**Required work:**
Start at the first line of the material. Repeat each line exactly through the one containing "Format sample: x=323, y=378", then stop.

**Records supplied:**

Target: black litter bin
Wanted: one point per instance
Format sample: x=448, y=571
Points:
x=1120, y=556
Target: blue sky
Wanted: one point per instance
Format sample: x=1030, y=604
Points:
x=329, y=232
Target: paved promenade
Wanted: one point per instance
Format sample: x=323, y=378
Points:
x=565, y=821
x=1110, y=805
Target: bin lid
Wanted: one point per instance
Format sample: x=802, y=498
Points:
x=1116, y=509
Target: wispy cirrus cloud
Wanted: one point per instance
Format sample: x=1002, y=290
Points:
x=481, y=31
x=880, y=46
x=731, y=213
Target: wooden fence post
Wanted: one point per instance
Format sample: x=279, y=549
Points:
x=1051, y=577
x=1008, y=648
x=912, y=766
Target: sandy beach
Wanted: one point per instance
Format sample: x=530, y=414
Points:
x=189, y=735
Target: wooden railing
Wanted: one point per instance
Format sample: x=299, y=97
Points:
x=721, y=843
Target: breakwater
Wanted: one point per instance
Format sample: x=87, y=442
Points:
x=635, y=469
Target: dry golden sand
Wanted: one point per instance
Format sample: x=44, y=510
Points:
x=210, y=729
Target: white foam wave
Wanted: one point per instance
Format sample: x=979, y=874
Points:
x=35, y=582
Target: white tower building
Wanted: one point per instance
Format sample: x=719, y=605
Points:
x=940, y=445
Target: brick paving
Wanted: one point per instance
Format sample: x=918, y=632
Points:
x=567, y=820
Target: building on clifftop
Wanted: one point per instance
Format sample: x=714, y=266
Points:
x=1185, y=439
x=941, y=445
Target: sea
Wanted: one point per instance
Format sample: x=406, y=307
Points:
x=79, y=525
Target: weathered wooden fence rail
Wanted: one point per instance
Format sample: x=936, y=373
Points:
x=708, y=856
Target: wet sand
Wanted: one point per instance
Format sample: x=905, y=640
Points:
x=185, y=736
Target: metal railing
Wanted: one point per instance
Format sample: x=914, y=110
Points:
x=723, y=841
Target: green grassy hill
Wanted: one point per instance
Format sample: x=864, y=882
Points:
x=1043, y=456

**Output:**
Target: black litter bin
Wanted: one point per instance
Format sample: x=448, y=571
Points:
x=1120, y=556
Target: blue sky
Wanted: one point per instance
Format sample: x=1030, y=604
Points:
x=329, y=232
Target: paved promenade
Wanted: one point per instance
Format sample: x=323, y=378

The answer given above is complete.